Northwest Trek Wildlife Park opened on July 17, 1975. Today, the park embodies the vision of Dr. David T. “Doc” and Connie Hellyer, who donated their land to Metro Parks Tacoma in the early 1970s to preserve it as a wildlife park. If the Hellyers were alive today to walk through the park, they would see 185 animals, including eagles, bison, grizzlies and wolves enjoying the land they left behind just for them. They would also see many of the same towering trees.
The Hellyers knew their lake-and-forest-studded land in the shadow of Mount Rainier was something special, and they dreamed of bison and other animals roaming free in what they saw as a “highest and best” use of the property. A $2.5 million voter-approved bond issue financed Northwest Trek’s development in the 1970s. And when the wildlife park opened on July 17, 1975, then-Washington Gov. Dan Evans did the “ribbon cutting” honors. Instead of scissors and fabric, though, he chewed through a stack of logs with a chain saw.
Over the next 15 years, the park expanded its exhibits, debuting the snowy owl, cougar, bobcat, lynx, wolf and bear exhibits. In 1994, a new grizzly bear exhibit opened, setting a then record attendance of 210,000 visitors that year.
Pierce County residents have shown strong support for Northwest Trek Wildlife Park over the years, approving several park bonds for improvements and additional exhibits. In 2000, Pierce County voters again expressed their support by passing a county-wide sales tax measure, which supports more than 40 percent of the park’s budget.

Data under study:
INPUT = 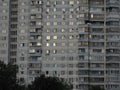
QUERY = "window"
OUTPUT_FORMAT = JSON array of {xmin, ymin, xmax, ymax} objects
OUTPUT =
[
  {"xmin": 69, "ymin": 35, "xmax": 73, "ymax": 39},
  {"xmin": 46, "ymin": 50, "xmax": 50, "ymax": 55},
  {"xmin": 46, "ymin": 36, "xmax": 50, "ymax": 40},
  {"xmin": 62, "ymin": 35, "xmax": 65, "ymax": 39},
  {"xmin": 61, "ymin": 29, "xmax": 65, "ymax": 32},
  {"xmin": 46, "ymin": 22, "xmax": 50, "ymax": 26},
  {"xmin": 53, "ymin": 15, "xmax": 57, "ymax": 18},
  {"xmin": 37, "ymin": 42, "xmax": 41, "ymax": 46},
  {"xmin": 37, "ymin": 22, "xmax": 42, "ymax": 25},
  {"xmin": 61, "ymin": 42, "xmax": 65, "ymax": 46},
  {"xmin": 53, "ymin": 36, "xmax": 57, "ymax": 39},
  {"xmin": 69, "ymin": 22, "xmax": 74, "ymax": 25},
  {"xmin": 20, "ymin": 30, "xmax": 25, "ymax": 33},
  {"xmin": 53, "ymin": 49, "xmax": 57, "ymax": 54},
  {"xmin": 69, "ymin": 0, "xmax": 74, "ymax": 5},
  {"xmin": 53, "ymin": 42, "xmax": 57, "ymax": 46},
  {"xmin": 69, "ymin": 42, "xmax": 73, "ymax": 47},
  {"xmin": 29, "ymin": 49, "xmax": 35, "ymax": 53},
  {"xmin": 62, "ymin": 1, "xmax": 65, "ymax": 5},
  {"xmin": 46, "ymin": 29, "xmax": 50, "ymax": 33},
  {"xmin": 53, "ymin": 22, "xmax": 57, "ymax": 25},
  {"xmin": 46, "ymin": 43, "xmax": 50, "ymax": 47}
]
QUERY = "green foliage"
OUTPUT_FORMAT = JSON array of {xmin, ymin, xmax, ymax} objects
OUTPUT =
[
  {"xmin": 90, "ymin": 86, "xmax": 105, "ymax": 90},
  {"xmin": 28, "ymin": 75, "xmax": 71, "ymax": 90}
]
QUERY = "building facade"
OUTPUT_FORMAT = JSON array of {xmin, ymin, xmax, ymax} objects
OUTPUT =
[{"xmin": 0, "ymin": 0, "xmax": 120, "ymax": 90}]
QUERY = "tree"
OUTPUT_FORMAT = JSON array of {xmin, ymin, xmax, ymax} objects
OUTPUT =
[
  {"xmin": 90, "ymin": 86, "xmax": 105, "ymax": 90},
  {"xmin": 28, "ymin": 75, "xmax": 71, "ymax": 90},
  {"xmin": 0, "ymin": 61, "xmax": 18, "ymax": 90}
]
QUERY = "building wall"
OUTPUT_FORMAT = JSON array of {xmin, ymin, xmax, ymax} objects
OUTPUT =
[
  {"xmin": 0, "ymin": 0, "xmax": 120, "ymax": 90},
  {"xmin": 0, "ymin": 0, "xmax": 9, "ymax": 63}
]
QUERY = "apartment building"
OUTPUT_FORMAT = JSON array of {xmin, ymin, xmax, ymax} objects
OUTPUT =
[{"xmin": 0, "ymin": 0, "xmax": 120, "ymax": 90}]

To do:
1. In the text about Northwest Trek Wildlife Park, what did then-Washington Gov. Dan Evans use instead of scissors for the opening "ribbon cutting"?
2. Echo the portion of the Northwest Trek Wildlife Park text starting with "Pierce County residents" and going on through "the park’s budget.".
3. Continue the text about Northwest Trek Wildlife Park from the point where it stops.

Answers by item:
1. A chain saw, which he used to chew through a stack of logs.

2.
Pierce County residents have shown strong support for Northwest Trek Wildlife Park over the years, approving several park bonds for improvements and additional exhibits. In 2000, Pierce County voters again expressed their support by passing a county-wide sales tax measure, which supports more than 40 percent of the park’s budget.

3.
In 2005, Metro Parks purchased 100 acres bordering the northern end of the park, protecting the tram route from residential encroachment and providing new space for future conservation initiatives. A partnership between Northwest Trek, Pierce County, the Land Conservancy and several generous private donors made the land purchase possible.
Over the past 45 years, millions of visitors have walked through the gates of Northwest Trek, fulfilling the promise as a gift of nature to generations. Many people describe the wildlife park – just about an hour’s drive from Seattle-Tacoma International (SEA) Airport – as the perfect day trip.
Northwest Trek encompasses 725 acres. That includes the 435-Acre Free Roaming Area, where visitors can take a Wild Drive past bison, mountain goats, caribou, elk, deer and other animals.* And at this time of year, there are plenty of babies to see: bison and elk calves, black-tailed deer fawns and bighorn sheep lambs.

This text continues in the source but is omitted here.